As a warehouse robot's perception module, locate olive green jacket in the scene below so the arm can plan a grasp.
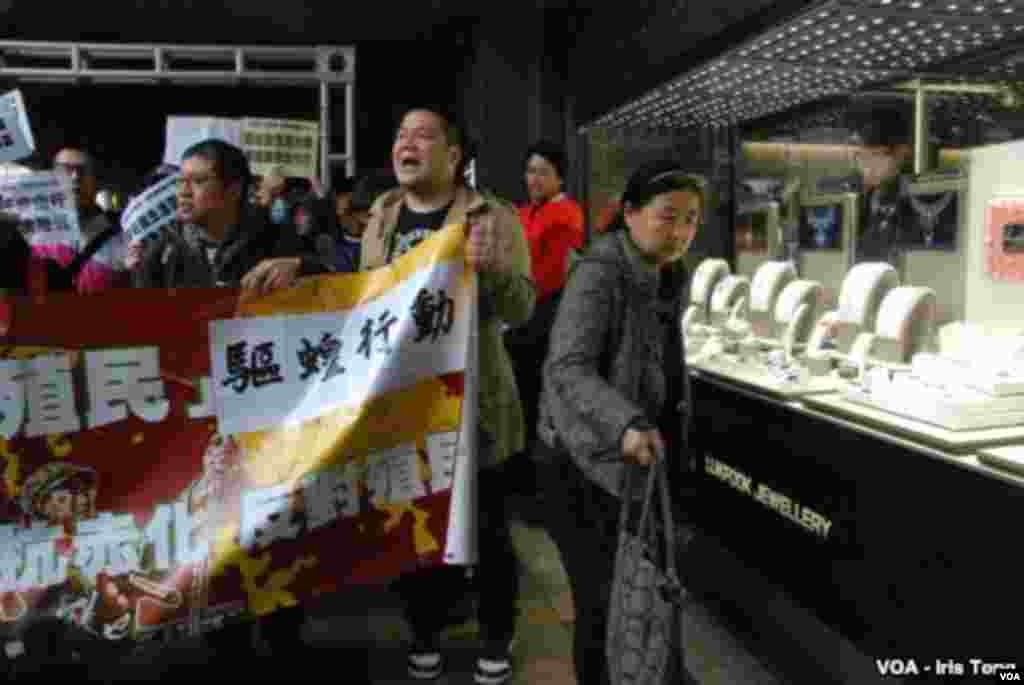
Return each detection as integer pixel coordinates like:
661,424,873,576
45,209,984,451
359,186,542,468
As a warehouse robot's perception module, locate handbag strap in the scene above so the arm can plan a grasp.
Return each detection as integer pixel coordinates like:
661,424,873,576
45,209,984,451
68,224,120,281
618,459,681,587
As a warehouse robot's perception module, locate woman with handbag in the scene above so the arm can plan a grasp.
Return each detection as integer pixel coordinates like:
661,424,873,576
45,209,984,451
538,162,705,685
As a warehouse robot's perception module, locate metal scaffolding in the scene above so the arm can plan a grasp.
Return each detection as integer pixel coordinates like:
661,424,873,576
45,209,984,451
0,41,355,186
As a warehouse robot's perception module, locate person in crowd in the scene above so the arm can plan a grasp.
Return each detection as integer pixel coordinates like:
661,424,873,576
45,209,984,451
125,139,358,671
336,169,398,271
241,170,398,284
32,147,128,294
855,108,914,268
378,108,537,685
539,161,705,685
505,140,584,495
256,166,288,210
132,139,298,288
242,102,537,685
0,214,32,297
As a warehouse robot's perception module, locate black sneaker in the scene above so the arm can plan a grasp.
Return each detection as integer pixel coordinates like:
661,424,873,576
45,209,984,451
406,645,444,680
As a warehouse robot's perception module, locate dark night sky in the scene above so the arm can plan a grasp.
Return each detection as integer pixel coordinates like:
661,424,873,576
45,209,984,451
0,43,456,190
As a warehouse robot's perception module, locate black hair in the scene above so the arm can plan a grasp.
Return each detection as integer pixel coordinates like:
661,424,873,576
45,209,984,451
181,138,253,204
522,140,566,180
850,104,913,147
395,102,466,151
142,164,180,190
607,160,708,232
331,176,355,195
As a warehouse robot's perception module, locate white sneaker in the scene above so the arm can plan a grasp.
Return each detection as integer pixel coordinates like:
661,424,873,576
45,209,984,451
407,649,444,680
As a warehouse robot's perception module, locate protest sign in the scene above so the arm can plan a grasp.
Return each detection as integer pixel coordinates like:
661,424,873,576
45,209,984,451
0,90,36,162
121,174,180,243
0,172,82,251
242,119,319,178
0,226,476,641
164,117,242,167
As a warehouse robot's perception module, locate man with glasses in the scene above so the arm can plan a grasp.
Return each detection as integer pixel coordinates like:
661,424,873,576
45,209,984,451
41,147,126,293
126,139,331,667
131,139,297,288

***

_Exercise_:
Print all the records above again word for word, leaving out the picture.

_Written reply_:
As a warehouse robot's perception module, locate olive green jacket in the scene below so the arm can plan a grasp.
Return each detection as integer pixel coordinates like:
661,424,873,576
45,209,984,451
359,186,542,468
As a warehouse robot's perception module, locate handbag strap in the scene above so the arm can plan a grasp.
Return each detection as integer pixel coordinates like:
661,424,873,576
45,209,984,451
68,224,120,281
618,459,681,587
As a warehouse robot's perception module, locate woman with handbag in the scene above so the arm can plan a grasp.
Return each detection as integer pixel coordinates like:
661,424,873,576
45,209,984,451
538,162,705,685
As a warehouse robot's perception module, locate metal scaffolding in the scene above so the arm can plan a grasp.
Return each detection as integer pixel coordinates like:
661,424,873,576
45,209,984,451
0,41,355,186
As a warehouse robot's perception module, locate person in crowd in the scene above so the arm can plan a grasp.
Return each detection as integer pixel coordinates like:
661,424,873,576
45,209,984,451
125,139,358,671
336,169,398,271
241,170,398,284
32,147,128,294
855,108,914,268
378,108,537,685
539,161,705,685
505,140,584,495
256,166,288,210
132,139,298,288
242,102,537,685
0,214,32,297
As a warehouse robot's perception module, locate black sneaker in the scene above so the arm can plan a grasp.
Return each detection as integer pixel coordinates like:
661,424,873,576
45,209,984,451
406,645,444,680
As a warehouse robot's perception module, locate dark night sky in the scene above so the arm can plan a grasp.
Return each detection as integer pixel coordinates like:
661,424,873,576
45,209,984,451
0,43,456,190
As a warehouse robot's perception module, locate black hair in the scene above so the arm can plan a grasp.
Return each detection as integer pixel coordinates like:
661,424,873,576
45,209,984,451
181,138,253,204
522,140,566,180
850,104,913,147
395,102,466,151
142,164,180,190
607,160,708,232
331,176,355,195
As a warehouse robot's perception module, locate white sneaker in the scene above so the arm can plan a grasp.
Return each detection as integer pixel coordinates like:
661,424,873,576
45,209,984,451
407,649,444,680
As a warehouse robot's perception module, locate protest sign in the scene above so the arm can plan a grasp.
Return each detection as integer pixel coordinates like:
661,424,873,576
45,209,984,451
0,90,36,162
121,174,180,243
0,172,82,251
242,119,319,178
0,226,476,641
164,117,242,167
As a warehouse robot's perception module, locate man with glasses in the scene above so the arm can plan a grasp.
Return each detection as integer pixel coordinates like:
661,424,873,576
45,209,984,451
41,147,126,293
126,139,331,667
131,139,297,288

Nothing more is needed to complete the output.